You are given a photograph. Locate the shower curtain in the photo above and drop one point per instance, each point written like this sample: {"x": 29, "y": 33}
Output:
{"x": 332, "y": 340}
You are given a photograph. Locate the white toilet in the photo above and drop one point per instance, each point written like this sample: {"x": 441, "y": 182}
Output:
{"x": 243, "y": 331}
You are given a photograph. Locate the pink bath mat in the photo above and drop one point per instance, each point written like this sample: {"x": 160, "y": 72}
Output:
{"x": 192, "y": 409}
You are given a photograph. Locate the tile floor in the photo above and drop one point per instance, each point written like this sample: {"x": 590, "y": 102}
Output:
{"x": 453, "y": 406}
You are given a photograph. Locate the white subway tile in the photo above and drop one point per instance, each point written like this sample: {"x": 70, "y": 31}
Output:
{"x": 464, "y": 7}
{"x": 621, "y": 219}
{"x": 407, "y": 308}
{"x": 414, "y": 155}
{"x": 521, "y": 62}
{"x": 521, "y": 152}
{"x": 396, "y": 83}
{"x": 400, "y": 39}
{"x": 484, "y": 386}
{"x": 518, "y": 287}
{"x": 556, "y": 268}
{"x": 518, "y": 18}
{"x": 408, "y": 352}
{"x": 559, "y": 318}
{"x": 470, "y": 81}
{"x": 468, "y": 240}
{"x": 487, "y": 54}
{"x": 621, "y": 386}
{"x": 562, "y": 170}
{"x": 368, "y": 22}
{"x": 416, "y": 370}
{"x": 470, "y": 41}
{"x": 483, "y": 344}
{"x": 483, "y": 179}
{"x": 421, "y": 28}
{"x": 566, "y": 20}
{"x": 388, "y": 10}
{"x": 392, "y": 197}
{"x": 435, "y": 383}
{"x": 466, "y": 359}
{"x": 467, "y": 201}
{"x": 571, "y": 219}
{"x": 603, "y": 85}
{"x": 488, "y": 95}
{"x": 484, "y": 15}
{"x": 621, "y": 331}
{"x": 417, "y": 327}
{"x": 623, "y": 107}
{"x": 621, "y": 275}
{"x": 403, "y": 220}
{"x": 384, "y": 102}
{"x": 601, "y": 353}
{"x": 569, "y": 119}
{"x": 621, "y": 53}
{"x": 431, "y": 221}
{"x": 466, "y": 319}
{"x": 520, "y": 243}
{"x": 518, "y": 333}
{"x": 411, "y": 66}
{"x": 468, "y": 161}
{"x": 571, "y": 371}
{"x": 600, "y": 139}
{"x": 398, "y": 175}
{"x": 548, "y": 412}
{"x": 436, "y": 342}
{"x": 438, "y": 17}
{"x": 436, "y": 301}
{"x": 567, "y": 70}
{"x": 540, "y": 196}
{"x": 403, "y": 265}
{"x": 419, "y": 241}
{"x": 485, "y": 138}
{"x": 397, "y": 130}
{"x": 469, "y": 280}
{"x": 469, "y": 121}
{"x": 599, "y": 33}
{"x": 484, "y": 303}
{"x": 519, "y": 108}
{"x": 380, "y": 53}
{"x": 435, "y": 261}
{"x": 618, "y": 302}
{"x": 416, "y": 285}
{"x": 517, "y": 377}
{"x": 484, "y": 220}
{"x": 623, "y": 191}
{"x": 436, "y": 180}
________________________________________
WHAT IS EXPECTED
Copy out, character for character, everything from the line containing "You are given a photograph. Locate the white subway" down to the final line of the items above, with both of those lines included.

WRITTEN RESPONSE
You are given a photograph. Locate the white subway tile in the photo above and drop one point per instance, each point written like this sample: {"x": 70, "y": 31}
Output:
{"x": 464, "y": 7}
{"x": 621, "y": 219}
{"x": 407, "y": 308}
{"x": 414, "y": 155}
{"x": 521, "y": 62}
{"x": 521, "y": 152}
{"x": 396, "y": 83}
{"x": 400, "y": 39}
{"x": 484, "y": 386}
{"x": 518, "y": 287}
{"x": 556, "y": 268}
{"x": 518, "y": 18}
{"x": 408, "y": 352}
{"x": 559, "y": 318}
{"x": 470, "y": 81}
{"x": 468, "y": 240}
{"x": 487, "y": 54}
{"x": 621, "y": 386}
{"x": 562, "y": 170}
{"x": 368, "y": 22}
{"x": 416, "y": 370}
{"x": 470, "y": 41}
{"x": 483, "y": 344}
{"x": 483, "y": 179}
{"x": 421, "y": 28}
{"x": 566, "y": 20}
{"x": 388, "y": 10}
{"x": 392, "y": 197}
{"x": 435, "y": 383}
{"x": 466, "y": 359}
{"x": 467, "y": 201}
{"x": 571, "y": 219}
{"x": 603, "y": 85}
{"x": 488, "y": 95}
{"x": 484, "y": 15}
{"x": 621, "y": 331}
{"x": 417, "y": 327}
{"x": 623, "y": 107}
{"x": 621, "y": 275}
{"x": 403, "y": 220}
{"x": 384, "y": 102}
{"x": 601, "y": 353}
{"x": 569, "y": 119}
{"x": 621, "y": 53}
{"x": 431, "y": 221}
{"x": 466, "y": 319}
{"x": 520, "y": 243}
{"x": 518, "y": 333}
{"x": 411, "y": 66}
{"x": 468, "y": 161}
{"x": 571, "y": 371}
{"x": 600, "y": 139}
{"x": 398, "y": 175}
{"x": 548, "y": 412}
{"x": 436, "y": 342}
{"x": 438, "y": 17}
{"x": 436, "y": 301}
{"x": 567, "y": 70}
{"x": 540, "y": 196}
{"x": 403, "y": 265}
{"x": 419, "y": 241}
{"x": 485, "y": 138}
{"x": 397, "y": 130}
{"x": 469, "y": 280}
{"x": 469, "y": 121}
{"x": 599, "y": 33}
{"x": 484, "y": 303}
{"x": 519, "y": 108}
{"x": 380, "y": 53}
{"x": 435, "y": 261}
{"x": 618, "y": 302}
{"x": 416, "y": 285}
{"x": 517, "y": 377}
{"x": 484, "y": 220}
{"x": 623, "y": 191}
{"x": 436, "y": 180}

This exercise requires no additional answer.